- _Work instructions_
Write out the entire listing below exactly as it appears, minus any pictures.

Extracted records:
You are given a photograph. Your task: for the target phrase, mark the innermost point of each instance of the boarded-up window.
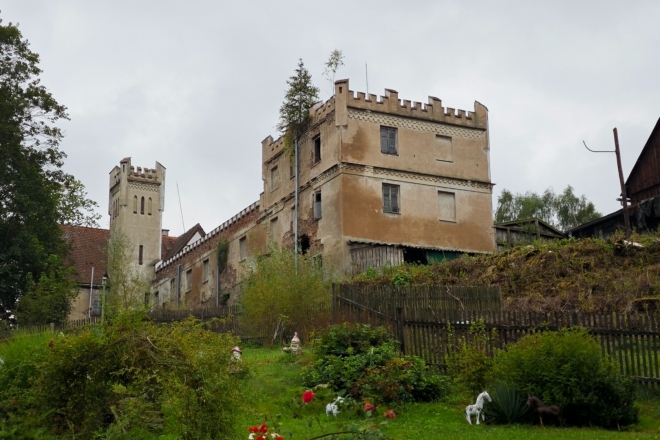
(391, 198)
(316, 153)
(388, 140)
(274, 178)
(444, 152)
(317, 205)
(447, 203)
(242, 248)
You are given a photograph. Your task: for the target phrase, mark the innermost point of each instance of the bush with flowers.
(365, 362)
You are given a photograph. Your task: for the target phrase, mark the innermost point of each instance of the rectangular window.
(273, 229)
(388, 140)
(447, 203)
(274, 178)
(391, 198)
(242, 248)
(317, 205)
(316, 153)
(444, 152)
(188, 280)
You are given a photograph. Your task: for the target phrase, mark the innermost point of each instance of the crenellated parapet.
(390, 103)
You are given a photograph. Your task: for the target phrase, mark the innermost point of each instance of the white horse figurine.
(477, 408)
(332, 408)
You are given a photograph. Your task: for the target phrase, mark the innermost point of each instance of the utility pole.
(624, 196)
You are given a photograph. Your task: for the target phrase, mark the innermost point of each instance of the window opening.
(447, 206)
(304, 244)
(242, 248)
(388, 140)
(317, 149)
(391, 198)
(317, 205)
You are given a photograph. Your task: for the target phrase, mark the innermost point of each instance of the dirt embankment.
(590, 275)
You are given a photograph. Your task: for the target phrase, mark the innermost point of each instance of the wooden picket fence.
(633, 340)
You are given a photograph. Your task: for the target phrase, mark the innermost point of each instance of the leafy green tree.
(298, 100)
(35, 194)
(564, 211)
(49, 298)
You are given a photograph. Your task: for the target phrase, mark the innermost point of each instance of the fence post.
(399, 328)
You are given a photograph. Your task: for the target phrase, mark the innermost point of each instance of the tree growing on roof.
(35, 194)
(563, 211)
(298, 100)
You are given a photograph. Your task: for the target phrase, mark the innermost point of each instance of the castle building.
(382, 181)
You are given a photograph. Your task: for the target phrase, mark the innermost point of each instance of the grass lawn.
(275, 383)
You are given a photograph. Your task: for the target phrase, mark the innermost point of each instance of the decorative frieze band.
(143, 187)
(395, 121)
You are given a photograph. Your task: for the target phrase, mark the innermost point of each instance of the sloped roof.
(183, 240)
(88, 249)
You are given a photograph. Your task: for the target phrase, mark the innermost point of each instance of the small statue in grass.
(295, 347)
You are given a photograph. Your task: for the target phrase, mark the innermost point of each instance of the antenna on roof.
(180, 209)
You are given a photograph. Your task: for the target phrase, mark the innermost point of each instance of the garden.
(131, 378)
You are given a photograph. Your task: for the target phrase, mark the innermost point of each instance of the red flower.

- _Solution for this task_
You are given a photograph. Your task: for the target phrase, mark the innermost point of each instance of the boarded-up window.
(391, 198)
(316, 153)
(388, 140)
(274, 178)
(444, 152)
(317, 205)
(447, 203)
(242, 248)
You are given a photograph. Your task: for the target phrase, mark the innermost point of each instance of the bush with flowers.
(365, 362)
You are given a photograph. Your task: for the target phrase, mark the innermost point of each instance of the rectangular window.
(273, 229)
(388, 140)
(447, 203)
(274, 178)
(391, 198)
(242, 248)
(317, 205)
(316, 153)
(444, 152)
(188, 280)
You are given a photograph. Your task: for the target phrase, mark the innermost point of each instance of the crenellated parapet.
(390, 103)
You are given a photograph. Your task: for the target phrase, mark the innermost point of each instance of the white horse figurine.
(477, 408)
(332, 408)
You are given a photograph. Your task: for the target phrase, mark the innermost point of each instance of the utility pole.
(624, 196)
You are given a photograph. Your task: for the target phrase, mark the innermost point of each instance of the window opening.
(447, 206)
(304, 244)
(242, 248)
(388, 140)
(317, 149)
(391, 198)
(317, 205)
You are given a photograph. Your task: for the target phrase, mark the innermost point of each instance of the dirt embankment.
(590, 275)
You are given a photograph. Your task: for the target phrase, mark the innermost point of each instance of the wooden picket fence.
(633, 340)
You are given a photograph. Your task: for the target phrase, mark the innermost point of each instance of the leafy green tree.
(298, 100)
(35, 194)
(564, 211)
(49, 298)
You are given a photograph. Your task: for the target phrase, mark the innermost point of each instance of the fence post.
(399, 328)
You are given a photograph. Your task: for the target phrase, mark the innermost point of each instance of the tree growing on roof.
(35, 194)
(563, 211)
(298, 100)
You are given a photograph. Your task: for the target phrase, mark the innermost point of each instance of the castle building.
(382, 181)
You are given a photograph. Your task: for the target phrase, mark the innermost point of each instance of the grass lawn.
(275, 383)
You are given a photograph. Your task: for the target phrase, mark the innermost point of each instance of the decorative frieze band.
(143, 187)
(395, 121)
You are given a photograph. Your task: for the target phrase, mark the innermost point of each instance of the sloped roof.
(183, 240)
(88, 249)
You are given a photograph. Your task: for the target phrase, mark the innermost point of each instance of the small statue in grass.
(295, 347)
You are given a photograph. Your task: for the target phrase, mark the innermost point of each instance of the antenna on roof.
(180, 209)
You are given a photograph. Your task: for the target phrase, mark the innermost point of each instance of the garden.
(131, 378)
You are given a photograph. Your task: for the target phrase, mark the innermost point of each instance of the red flower.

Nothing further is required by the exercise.